:: PAGE EXTRACT ::

HC Deb 17 July 1978 vol 954 cc229-38

Motion made, and Question proposed, That this House do now adjourn—[Mr. Frank R. White.]

12.38 a.m.

Mr. Max Madden (Sowerby)

Despite the hour, I should like to draw attention to the need to give all parents the right to inspect information about their children which is kept by most schools. The information, normally recorded on a strictly confidential basis, can be a most important influence in a child's progress from primary to secondary school, moving between schools and securing further and higher education or employment.

Where, the magazine of the Advisory Centre for Education, surveyed 93 local education authorities in 1975. It found that all the authorities kept records. However, only two guaranteed that parents could see them and 24 left this to the discretion of head teachers. The rest did not offer parents any rights to inspect their children's files.

If there is a case for some information to be kept, it follows that access to the information must be allowed for parents and older children. Such a right is a basic freedom. It would also be an important and necessary safeguard against the recording of wrong or wholly irrelevant information, which can often follow a child for years, creating all kinds of needless problems and anxieties.

:::

WHAT TO WORK ON:
1: According to the debate on school records, how many of the local education authorities surveyed in 1975 guaranteed that parents could see their children's records?
2: Extend the parliamentary speech on parents' access to school records, starting after its final sentence.
The rows that come after this have nothing to do with it.

:: GIVEN DATA ::

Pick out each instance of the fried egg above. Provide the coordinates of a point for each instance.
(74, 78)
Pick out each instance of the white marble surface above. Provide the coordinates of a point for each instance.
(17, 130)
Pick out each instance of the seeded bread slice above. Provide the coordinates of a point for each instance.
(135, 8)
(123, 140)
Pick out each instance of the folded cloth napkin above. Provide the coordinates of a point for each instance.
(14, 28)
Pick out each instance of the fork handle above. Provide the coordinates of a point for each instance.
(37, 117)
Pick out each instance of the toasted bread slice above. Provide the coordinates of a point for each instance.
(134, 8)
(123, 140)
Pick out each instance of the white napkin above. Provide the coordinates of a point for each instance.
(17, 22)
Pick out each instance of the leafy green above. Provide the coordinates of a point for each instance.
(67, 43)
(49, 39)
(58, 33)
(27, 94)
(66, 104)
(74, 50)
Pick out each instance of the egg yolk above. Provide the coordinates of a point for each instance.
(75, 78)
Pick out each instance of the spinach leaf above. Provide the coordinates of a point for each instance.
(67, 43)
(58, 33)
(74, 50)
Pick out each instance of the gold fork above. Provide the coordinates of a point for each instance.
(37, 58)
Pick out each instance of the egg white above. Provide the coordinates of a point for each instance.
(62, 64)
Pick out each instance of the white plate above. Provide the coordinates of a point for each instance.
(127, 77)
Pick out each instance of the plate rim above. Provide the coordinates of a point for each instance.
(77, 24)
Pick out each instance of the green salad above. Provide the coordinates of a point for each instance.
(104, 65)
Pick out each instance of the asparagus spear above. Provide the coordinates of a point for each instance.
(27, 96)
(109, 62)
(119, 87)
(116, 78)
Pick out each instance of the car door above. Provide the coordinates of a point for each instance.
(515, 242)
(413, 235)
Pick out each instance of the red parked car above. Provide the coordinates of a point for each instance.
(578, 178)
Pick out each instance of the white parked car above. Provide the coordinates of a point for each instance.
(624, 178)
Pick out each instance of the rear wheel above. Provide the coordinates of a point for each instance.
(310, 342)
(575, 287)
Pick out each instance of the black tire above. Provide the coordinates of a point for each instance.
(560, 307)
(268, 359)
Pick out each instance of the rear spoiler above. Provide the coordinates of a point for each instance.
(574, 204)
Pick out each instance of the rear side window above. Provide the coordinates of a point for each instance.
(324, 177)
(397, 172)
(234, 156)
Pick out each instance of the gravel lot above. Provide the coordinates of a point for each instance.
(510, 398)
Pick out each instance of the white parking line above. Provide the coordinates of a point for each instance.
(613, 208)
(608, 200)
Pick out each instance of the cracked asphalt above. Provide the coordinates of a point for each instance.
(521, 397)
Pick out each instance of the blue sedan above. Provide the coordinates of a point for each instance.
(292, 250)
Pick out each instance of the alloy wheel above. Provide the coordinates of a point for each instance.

:::

EXPECTED RESPONSES:
1: Two.

2:
The Where survey revealed the case of a boy who had once been accused of menacing and taking money from a younger boy. It was later found that the boy was entirely innocent. His father sought—and obtained—the assurance of the head teacher that any reference to the incident would not appear on the boy's record. However, later, the innocent boy and his brother moved to a new school. The brother was greatly upset when a teacher, having asked his name, said "Oh, you're the brother of the thief." The boy's record—and its mistakes—had moved with him.

Another example concerns an older girl with a pleasant, open nature, who soon found a job in a company branch office after leaving school at 16. A fortnight later the manager said that head office was questioning her appointment. After receiving her report, it said that she ought never to have been recruited, and she was put on three months' probation. All the girl could assume was that the cause of the difficulty was that her report referred to a bad patch that she had experienced at school when she was 11, five years earlier.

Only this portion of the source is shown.